The Masjid is not just a place of worship. It is meant to serve as a community centre for Muslims, as was exemplified during the time of the Prophet (sa). To exclude women from Masajid is equivalent to denying them a role in the betterment of society, as well as limiting the means of their spiritual and personal growth. It is unfortunate that most Masajid today, particularly in the East, are reserved for men only, despite the teachings of Islam being to the contrary. In fact, the Hadeeth literature is filled with examples of how the Prophet (sa) not only permitted but also facilitated women visiting and praying in Masajid.
Permissibility for Women to Pray in Masajid
The Prophet (sa) permitted women to pray in the Masjid by declaring: “Do not keep the female slaves of Allah (swt) from the Masajid of Allah (swt), but they are to go out without perfume.” (Abu Dawud) He also stated: “When your wife seeks permission to go to the Masjid, do not stop her.” (Bukhari) While the Prophet (sa) encouraged women to pray at home, he never restricted them to offer their prayers at home all the time. Moreover, men must not prevent women from going to the Masjid, even at night for Isha and Fajr prayers, as the Prophet (sa) said: “If your women ask permission to go to the Masjid at night, allow them.” (Bukhari)

• **Jobs**
- a) From the passage on women praying in Masajid, output the portion starting at "The Masjid is" and ending at "praying in Masajid.".
- b) In the passage on women praying in Masajid, what condition does the hadith cited from Abu Dawud set for women going to the Masajid?

• **Extracted records**
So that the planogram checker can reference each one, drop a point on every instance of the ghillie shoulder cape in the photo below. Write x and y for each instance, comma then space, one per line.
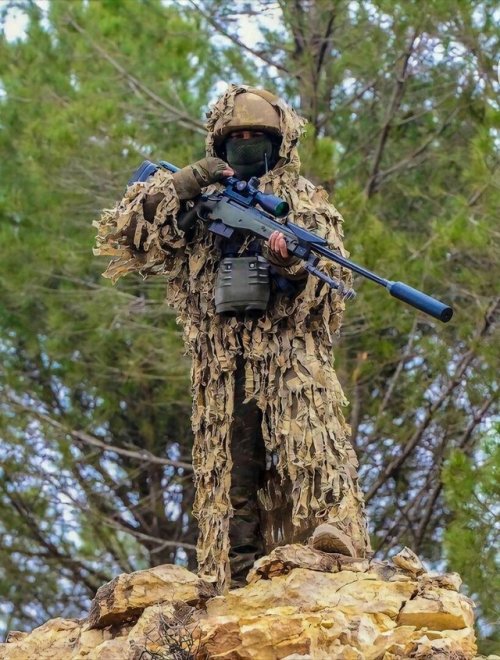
288, 354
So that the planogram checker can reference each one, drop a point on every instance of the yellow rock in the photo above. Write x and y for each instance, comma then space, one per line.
335, 610
438, 609
127, 596
113, 649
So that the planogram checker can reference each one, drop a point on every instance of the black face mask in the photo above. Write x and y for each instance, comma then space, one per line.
252, 156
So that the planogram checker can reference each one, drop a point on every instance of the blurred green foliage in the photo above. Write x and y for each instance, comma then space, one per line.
403, 103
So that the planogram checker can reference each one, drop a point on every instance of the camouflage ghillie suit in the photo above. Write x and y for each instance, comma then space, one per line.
285, 354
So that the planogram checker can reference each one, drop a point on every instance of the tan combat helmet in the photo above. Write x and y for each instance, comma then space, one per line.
253, 110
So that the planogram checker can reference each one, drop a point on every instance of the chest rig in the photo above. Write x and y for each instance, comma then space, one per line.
245, 278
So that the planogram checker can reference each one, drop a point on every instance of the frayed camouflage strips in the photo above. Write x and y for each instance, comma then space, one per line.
312, 476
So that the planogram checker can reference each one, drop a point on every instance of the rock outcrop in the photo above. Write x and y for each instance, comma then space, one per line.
299, 604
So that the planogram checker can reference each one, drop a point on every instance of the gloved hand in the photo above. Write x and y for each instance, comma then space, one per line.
190, 180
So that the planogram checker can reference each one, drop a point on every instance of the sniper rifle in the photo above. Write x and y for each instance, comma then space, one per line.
235, 210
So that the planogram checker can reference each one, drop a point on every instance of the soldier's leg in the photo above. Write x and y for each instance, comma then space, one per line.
248, 456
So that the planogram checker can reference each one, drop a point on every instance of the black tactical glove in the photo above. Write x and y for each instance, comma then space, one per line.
190, 180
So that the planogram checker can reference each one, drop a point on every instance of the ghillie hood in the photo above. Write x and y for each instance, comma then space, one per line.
290, 123
287, 356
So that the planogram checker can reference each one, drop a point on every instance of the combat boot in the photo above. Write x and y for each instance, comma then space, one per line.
328, 538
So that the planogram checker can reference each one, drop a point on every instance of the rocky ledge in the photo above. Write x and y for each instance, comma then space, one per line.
300, 604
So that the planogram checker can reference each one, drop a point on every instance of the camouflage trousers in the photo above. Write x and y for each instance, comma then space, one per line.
249, 462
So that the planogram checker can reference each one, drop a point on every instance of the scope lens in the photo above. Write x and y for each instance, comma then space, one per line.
281, 209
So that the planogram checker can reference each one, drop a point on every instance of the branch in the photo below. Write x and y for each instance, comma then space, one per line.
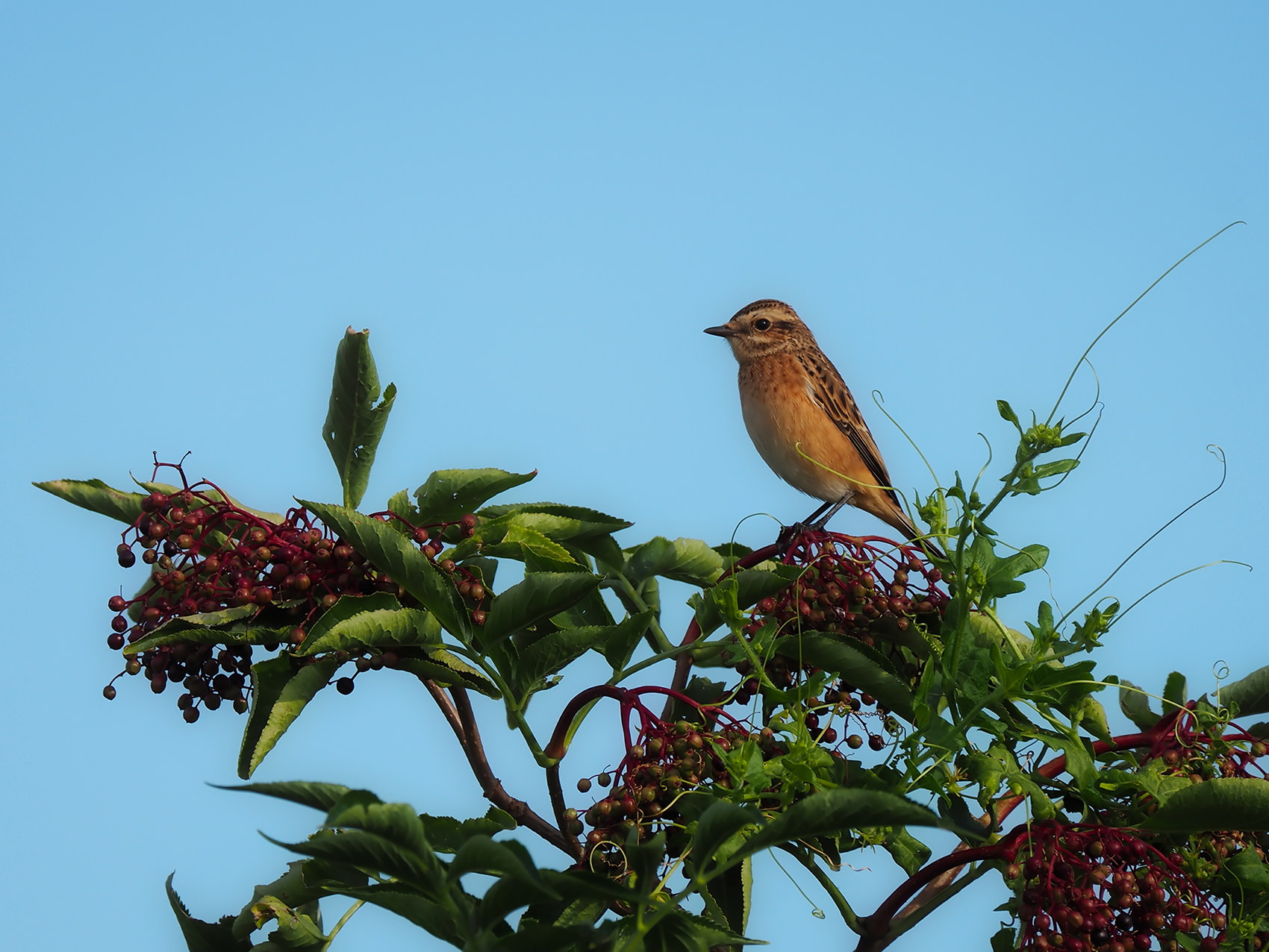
462, 720
558, 807
447, 709
683, 663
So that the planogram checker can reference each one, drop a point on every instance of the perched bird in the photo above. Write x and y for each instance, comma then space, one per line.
793, 398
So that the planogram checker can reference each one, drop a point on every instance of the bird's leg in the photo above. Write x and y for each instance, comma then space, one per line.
788, 533
824, 520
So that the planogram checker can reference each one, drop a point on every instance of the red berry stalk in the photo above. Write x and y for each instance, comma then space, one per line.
212, 556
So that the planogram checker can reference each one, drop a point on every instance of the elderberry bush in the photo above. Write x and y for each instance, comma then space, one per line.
832, 695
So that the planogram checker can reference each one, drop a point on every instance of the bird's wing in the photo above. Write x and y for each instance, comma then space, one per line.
832, 393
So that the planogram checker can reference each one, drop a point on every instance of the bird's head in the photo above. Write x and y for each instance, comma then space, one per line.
763, 328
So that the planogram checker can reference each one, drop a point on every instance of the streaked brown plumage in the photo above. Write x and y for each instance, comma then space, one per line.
793, 398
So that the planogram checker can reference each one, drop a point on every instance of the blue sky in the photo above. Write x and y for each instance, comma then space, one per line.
537, 210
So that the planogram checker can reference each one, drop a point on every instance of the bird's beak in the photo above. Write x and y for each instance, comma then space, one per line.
723, 331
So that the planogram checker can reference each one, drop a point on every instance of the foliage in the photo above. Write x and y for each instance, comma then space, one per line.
821, 645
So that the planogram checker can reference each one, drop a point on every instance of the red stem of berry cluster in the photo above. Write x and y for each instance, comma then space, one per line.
942, 872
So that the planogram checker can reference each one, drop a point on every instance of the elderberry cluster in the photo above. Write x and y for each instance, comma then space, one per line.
853, 587
1104, 889
216, 562
668, 761
870, 589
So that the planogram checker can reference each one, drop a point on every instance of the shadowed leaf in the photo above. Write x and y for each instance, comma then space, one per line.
279, 691
355, 421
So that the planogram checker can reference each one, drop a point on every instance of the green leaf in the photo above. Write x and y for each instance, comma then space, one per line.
448, 834
393, 553
1055, 468
1245, 875
625, 636
683, 932
281, 687
405, 901
1174, 691
583, 522
1160, 785
1222, 804
1136, 705
834, 812
854, 663
320, 796
906, 851
1006, 413
732, 890
371, 629
452, 493
558, 649
540, 596
296, 889
685, 560
752, 587
372, 851
1003, 573
523, 543
1005, 939
482, 855
96, 496
295, 928
355, 422
716, 827
448, 669
205, 937
1250, 695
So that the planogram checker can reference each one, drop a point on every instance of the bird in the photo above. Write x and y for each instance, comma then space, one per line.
802, 419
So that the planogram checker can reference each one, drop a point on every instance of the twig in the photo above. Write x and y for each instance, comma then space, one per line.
462, 720
447, 709
558, 807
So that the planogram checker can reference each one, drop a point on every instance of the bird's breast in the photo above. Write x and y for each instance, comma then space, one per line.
783, 419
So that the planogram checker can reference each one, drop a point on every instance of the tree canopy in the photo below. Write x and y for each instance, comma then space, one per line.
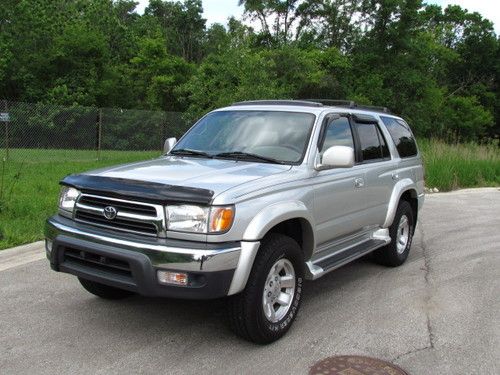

• **The replies**
- a)
The Masjid is not just a place of worship. It is meant to serve as a community centre for Muslims, as was exemplified during the time of the Prophet (sa). To exclude women from Masajid is equivalent to denying them a role in the betterment of society, as well as limiting the means of their spiritual and personal growth. It is unfortunate that most Masajid today, particularly in the East, are reserved for men only, despite the teachings of Islam being to the contrary. In fact, the Hadeeth literature is filled with examples of how the Prophet (sa) not only permitted but also facilitated women visiting and praying in Masajid.

- b) They are to go out without perfume.